— begin RECORDS TO PROCESS —
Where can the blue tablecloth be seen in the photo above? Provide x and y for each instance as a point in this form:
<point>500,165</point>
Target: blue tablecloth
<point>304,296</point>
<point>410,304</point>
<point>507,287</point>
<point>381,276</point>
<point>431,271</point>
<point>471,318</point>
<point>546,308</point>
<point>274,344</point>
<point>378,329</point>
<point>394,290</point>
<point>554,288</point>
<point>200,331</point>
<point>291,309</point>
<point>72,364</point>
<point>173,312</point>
— end RECORDS TO PROCESS —
§ **WHAT YOU ARE ASKED TO DO**: Reproduce every line of the entries above, including the requests. Multiply each x and y coordinate in the answer points by 0.45 and round it to the nearest whole number, with halves rounded up, leaving the requests and their format sample unchanged.

§ **FINISHED ANSWER**:
Where can the blue tablecloth be seen in the photo above? Provide x and y for each instance as a point in this form:
<point>500,165</point>
Target: blue tablecloth
<point>137,133</point>
<point>185,137</point>
<point>228,129</point>
<point>171,124</point>
<point>194,122</point>
<point>212,143</point>
<point>246,139</point>
<point>123,155</point>
<point>170,148</point>
<point>177,131</point>
<point>249,130</point>
<point>90,149</point>
<point>131,139</point>
<point>32,164</point>
<point>78,140</point>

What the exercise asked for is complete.